Repeat precisely, and only, the lines between the line containing "the green lawn." and the end of the listing below, both ends included.

-- start of Given information --

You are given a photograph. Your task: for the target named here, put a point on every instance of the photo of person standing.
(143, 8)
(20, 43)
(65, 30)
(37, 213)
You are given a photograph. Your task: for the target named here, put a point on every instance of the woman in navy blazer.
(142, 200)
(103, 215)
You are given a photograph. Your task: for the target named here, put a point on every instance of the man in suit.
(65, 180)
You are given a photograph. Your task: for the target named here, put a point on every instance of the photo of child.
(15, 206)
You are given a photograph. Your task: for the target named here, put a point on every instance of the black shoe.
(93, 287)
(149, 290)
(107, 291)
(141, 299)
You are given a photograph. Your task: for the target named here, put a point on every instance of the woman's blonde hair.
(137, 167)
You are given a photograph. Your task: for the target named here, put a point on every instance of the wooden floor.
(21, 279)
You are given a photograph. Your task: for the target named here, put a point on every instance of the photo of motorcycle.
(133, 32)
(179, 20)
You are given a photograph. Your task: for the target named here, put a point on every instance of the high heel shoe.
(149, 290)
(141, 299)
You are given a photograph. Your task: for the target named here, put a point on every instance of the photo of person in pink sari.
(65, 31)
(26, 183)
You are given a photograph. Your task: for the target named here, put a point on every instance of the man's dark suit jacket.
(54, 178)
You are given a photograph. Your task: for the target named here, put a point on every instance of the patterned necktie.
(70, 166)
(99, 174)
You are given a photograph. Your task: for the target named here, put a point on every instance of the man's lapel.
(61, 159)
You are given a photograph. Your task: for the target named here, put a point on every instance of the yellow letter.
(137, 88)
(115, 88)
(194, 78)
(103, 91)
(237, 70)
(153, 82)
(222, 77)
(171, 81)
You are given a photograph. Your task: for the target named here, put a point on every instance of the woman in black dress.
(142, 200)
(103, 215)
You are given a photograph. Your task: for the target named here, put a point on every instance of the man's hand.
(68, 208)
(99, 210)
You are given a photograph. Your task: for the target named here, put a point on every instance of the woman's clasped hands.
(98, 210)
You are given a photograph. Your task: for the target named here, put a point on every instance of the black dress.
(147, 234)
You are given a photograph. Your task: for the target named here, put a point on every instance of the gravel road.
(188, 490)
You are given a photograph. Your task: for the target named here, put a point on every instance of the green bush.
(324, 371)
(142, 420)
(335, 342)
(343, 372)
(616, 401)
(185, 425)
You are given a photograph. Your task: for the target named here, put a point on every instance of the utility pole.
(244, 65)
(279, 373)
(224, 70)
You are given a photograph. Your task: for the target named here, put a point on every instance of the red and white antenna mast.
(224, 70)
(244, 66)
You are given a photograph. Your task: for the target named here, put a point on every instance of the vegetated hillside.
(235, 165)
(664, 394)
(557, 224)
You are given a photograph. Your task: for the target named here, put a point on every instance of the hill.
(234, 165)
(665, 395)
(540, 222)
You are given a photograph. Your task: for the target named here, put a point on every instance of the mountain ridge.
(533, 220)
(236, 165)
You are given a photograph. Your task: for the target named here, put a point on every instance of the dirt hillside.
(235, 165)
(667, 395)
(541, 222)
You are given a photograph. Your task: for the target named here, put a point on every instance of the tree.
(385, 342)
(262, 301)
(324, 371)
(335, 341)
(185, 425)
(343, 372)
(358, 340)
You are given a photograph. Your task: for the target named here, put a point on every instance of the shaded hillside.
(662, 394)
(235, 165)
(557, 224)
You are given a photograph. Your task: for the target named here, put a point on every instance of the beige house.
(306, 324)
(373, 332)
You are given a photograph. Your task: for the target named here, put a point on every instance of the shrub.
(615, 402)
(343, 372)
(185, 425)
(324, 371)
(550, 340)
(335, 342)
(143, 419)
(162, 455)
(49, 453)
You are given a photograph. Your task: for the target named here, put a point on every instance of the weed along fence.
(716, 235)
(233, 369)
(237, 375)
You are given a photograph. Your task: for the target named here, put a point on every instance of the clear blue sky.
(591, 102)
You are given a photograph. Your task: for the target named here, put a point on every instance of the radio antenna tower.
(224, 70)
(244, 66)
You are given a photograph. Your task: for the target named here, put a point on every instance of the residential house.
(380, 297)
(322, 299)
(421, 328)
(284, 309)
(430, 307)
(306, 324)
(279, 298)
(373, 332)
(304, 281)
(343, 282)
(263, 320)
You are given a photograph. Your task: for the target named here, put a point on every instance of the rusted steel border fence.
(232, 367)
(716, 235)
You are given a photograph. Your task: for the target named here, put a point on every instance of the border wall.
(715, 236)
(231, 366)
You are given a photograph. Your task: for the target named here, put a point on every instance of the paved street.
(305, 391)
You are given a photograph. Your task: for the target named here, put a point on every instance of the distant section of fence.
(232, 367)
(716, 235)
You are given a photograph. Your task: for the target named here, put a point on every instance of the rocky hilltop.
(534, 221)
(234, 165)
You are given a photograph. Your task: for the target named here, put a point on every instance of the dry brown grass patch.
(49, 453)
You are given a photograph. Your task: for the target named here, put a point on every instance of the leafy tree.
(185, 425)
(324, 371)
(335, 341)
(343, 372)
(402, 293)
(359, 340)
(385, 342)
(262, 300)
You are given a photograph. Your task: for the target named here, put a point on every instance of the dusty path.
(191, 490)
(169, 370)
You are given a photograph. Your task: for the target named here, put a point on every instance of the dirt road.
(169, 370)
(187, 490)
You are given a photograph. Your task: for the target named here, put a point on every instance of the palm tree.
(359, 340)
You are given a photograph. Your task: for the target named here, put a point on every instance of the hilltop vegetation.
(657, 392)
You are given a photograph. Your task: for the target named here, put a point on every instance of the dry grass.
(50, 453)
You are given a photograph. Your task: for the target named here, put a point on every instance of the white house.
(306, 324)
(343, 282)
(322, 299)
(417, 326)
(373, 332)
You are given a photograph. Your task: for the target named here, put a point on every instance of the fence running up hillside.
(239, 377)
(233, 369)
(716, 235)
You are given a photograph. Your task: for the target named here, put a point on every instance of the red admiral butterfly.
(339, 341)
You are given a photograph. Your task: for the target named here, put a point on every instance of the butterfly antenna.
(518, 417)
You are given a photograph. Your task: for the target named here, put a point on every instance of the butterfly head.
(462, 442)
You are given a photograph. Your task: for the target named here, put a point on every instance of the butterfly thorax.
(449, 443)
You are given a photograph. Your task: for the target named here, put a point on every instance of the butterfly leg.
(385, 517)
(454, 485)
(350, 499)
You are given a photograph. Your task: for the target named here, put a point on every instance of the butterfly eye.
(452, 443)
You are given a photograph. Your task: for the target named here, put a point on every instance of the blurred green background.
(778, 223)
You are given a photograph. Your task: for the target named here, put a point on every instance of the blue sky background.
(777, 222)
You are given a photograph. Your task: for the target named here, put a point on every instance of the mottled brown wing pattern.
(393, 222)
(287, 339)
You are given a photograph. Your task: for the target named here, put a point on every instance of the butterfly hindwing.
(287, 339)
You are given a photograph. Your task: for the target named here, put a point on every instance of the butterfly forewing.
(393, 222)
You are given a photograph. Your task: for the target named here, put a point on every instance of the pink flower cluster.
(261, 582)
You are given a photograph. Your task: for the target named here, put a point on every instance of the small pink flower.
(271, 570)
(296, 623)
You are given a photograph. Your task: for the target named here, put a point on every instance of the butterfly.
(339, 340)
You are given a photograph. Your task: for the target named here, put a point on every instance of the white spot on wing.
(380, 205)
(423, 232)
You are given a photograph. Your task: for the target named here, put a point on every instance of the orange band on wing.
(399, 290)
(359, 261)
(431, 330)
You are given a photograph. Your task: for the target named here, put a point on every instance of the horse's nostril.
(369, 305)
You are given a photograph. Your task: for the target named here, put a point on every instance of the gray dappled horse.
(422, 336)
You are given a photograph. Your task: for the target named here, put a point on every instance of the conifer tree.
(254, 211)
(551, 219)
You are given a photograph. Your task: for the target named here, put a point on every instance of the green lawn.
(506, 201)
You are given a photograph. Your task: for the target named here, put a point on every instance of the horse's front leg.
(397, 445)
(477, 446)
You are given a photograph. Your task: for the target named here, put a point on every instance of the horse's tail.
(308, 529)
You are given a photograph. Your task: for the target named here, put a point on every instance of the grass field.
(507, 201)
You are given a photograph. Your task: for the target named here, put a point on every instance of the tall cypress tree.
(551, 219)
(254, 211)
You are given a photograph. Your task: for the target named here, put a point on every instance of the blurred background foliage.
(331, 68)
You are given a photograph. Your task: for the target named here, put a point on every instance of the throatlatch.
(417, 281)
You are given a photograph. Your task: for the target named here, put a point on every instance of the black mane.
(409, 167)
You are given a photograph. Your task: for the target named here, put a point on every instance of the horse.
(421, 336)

-- end of Given information --

* [Written reply]
You are given a photograph. Your task: for the target named here, put a point on every instance of the green lawn.
(506, 201)
You are given a photograph. Your task: for the target named here, put a point on every instance of the horse's front leg.
(397, 445)
(477, 446)
You are given a photograph. Your task: for the target named here, put a point on every instance of the horse's tail.
(308, 529)
You are given a photograph. Your task: for the target named here, put a point on every instance of the grass field.
(507, 201)
You are given a photograph. Your task: for the target named here, put a point on every instance of the tall cypress tree.
(551, 219)
(254, 211)
You are given a photograph. Your task: for the target named here, put a point on every instance of the blurred background foliage.
(331, 68)
You are given a photograph. Your task: for the target named here, put a point on every instance of the throatlatch.
(417, 281)
You are given a photograph. Your task: for the target named here, put a point on every instance of the black mane.
(409, 167)
You are given a photograph. Your task: for the target named here, put a point on every instance of the horse.
(421, 336)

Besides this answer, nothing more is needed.